* Selected extract
============================================================

You might say to yourself that the saddest fact about this 15,000-square-foot monstrosity is that, as the Review-Journal notes, it looks like the Raiders' team practice facility, and thus suggests that the team's demi-billionaire owner could think of nothing more exciting, home-wise, than living and sleeping and brushing his teeth while imagining that he is where the Las Vegas Raiders watch game film and, like, get e-stim treatments or whatever before going home to their families. That is, indeed, a very sad fact about this butt-ugly Raiders-themed pile of shit, and about the stunted born-rich man-child spending untold millions to construct it! But it is not the saddest fact about Mark Davis's great big Paw Patrol headquarters-looking eyesore, nor the most harrowing insight it allows into the life of the crazy-eyed Moe Howard-ass failson whose vision of enjoying hundreds of millions of dollars in personal wealth is to reside in it.

Here is an excerpt from the Review-Journal's article about the house:

According to the project plans, the house would have a “man cave,” a prep kitchen, a bar, a steam room, a library, a sleek pool area, a porte-cochere and an area for “guest/vendor parking.”

Review-Journal

Mark Davis is a lifelong bachelor. He owns a professional football team. He spends all of his free time around the professional football team he owns, and literally all of his time is free time, because he has never had to have anything like an actual job in his life and because he is a lifelong bachelor. Why does he need a "man cave" in the 15,000-square-foot Las Vegas Raiders-themed house in which he will live alone? Why would he even want a "man cave" in it? What does it even mean to say that a part of a 15,000-square-foot Las Vegas Raiders-themed mansion that looks like it was designed by an 11-year-old boy is a "man cave"? Mark Davis's whole fucking life is a man cave. The 15,000-square-foot Las Vegas Raiders-themed mansion is almost literally a man cave: It is a large cavernous space with a foreboding and grim exterior, which will contain one (1) man.

============================================================

Excerpts from a dataset:
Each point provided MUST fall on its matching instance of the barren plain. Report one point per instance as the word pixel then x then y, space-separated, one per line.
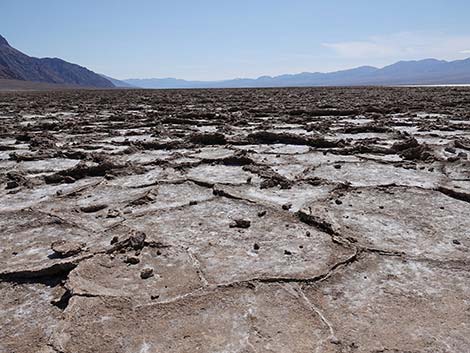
pixel 248 220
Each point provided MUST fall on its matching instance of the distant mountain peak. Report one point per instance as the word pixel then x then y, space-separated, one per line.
pixel 15 65
pixel 3 41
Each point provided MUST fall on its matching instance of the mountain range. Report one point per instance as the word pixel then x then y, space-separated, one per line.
pixel 17 68
pixel 422 72
pixel 14 65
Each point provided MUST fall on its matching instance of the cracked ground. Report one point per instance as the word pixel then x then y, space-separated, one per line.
pixel 261 220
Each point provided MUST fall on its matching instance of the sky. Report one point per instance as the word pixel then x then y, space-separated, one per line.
pixel 221 39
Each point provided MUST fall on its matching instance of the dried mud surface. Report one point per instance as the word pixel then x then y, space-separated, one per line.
pixel 270 220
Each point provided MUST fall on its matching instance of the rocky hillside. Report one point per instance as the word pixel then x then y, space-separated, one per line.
pixel 14 65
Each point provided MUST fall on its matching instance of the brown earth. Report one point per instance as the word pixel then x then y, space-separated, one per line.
pixel 263 220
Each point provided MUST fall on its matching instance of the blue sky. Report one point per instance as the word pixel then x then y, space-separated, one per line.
pixel 209 39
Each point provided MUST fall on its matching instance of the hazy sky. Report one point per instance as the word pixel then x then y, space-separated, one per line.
pixel 218 39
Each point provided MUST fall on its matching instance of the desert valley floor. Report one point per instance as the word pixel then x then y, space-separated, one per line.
pixel 248 221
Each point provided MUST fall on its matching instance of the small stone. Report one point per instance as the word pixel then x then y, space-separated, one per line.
pixel 113 214
pixel 146 273
pixel 262 213
pixel 69 180
pixel 286 206
pixel 93 208
pixel 12 185
pixel 450 149
pixel 65 248
pixel 240 223
pixel 132 260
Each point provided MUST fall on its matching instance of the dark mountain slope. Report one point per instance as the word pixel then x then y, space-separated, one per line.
pixel 18 66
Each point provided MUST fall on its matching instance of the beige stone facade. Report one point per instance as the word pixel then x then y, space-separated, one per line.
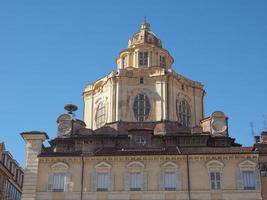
pixel 144 137
pixel 161 84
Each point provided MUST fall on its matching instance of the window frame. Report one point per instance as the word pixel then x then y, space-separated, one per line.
pixel 100 115
pixel 217 183
pixel 184 113
pixel 143 58
pixel 162 61
pixel 141 107
pixel 246 187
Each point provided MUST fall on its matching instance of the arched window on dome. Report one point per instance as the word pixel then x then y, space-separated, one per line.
pixel 143 58
pixel 183 112
pixel 100 116
pixel 141 107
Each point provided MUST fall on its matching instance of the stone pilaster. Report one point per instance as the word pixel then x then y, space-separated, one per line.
pixel 34 141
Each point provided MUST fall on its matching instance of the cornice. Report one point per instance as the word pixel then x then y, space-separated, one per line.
pixel 149 158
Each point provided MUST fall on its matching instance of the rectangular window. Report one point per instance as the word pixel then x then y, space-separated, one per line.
pixel 215 180
pixel 162 61
pixel 102 182
pixel 59 180
pixel 170 181
pixel 136 181
pixel 249 180
pixel 125 61
pixel 143 58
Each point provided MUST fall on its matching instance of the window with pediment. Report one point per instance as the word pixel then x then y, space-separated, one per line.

============================================================

* Your tasks
**A)** Answer these questions on the Mark Davis house excerpt:
(i) What is the stated size of the house, in square feet?
(ii) Which publication's article about the house is excerpted?
(iii) What does the excerpt say Mark Davis has been all his life?
**B)** Please write out the stretch of the Mark Davis house excerpt from "Mark Davis is" through "one (1) man.", substituting "single man" for "bachelor".
**C)** Does the Mark Davis house excerpt support each statement below? Answer yes or no, and quote the words that decide it.
(i) The project plans include a steam room.
(ii) Davis will share the house with other people.
(iii) Davis has held a regular job for part of his life.

* Solution list
**A)**
(i) 15,000 square feet
(ii) The Review-Journal
(iii) A bachelor

**B)**
Mark Davis is a lifelong single man. He owns a professional football team. He spends all of his free time around the professional football team he owns, and literally all of his time is free time, because he has never had to have anything like an actual job in his life and because he is a lifelong single man. Why does he need a "man cave" in the 15,000-square-foot Las Vegas Raiders-themed house in which he will live alone? Why would he even want a "man cave" in it? What does it even mean to say that a part of a 15,000-square-foot Las Vegas Raiders-themed mansion that looks like it was designed by an 11-year-old boy is a "man cave"? Mark Davis's whole fucking life is a man cave. The 15,000-square-foot Las Vegas Raiders-themed mansion is almost literally a man cave: It is a large cavernous space with a foreboding and grim exterior, which will contain one (1) man.

**C)**
(i) Yes: "a steam room"
(ii) No: "in which he will live alone"
(iii) No: "he has never had to have anything like an actual job in his life"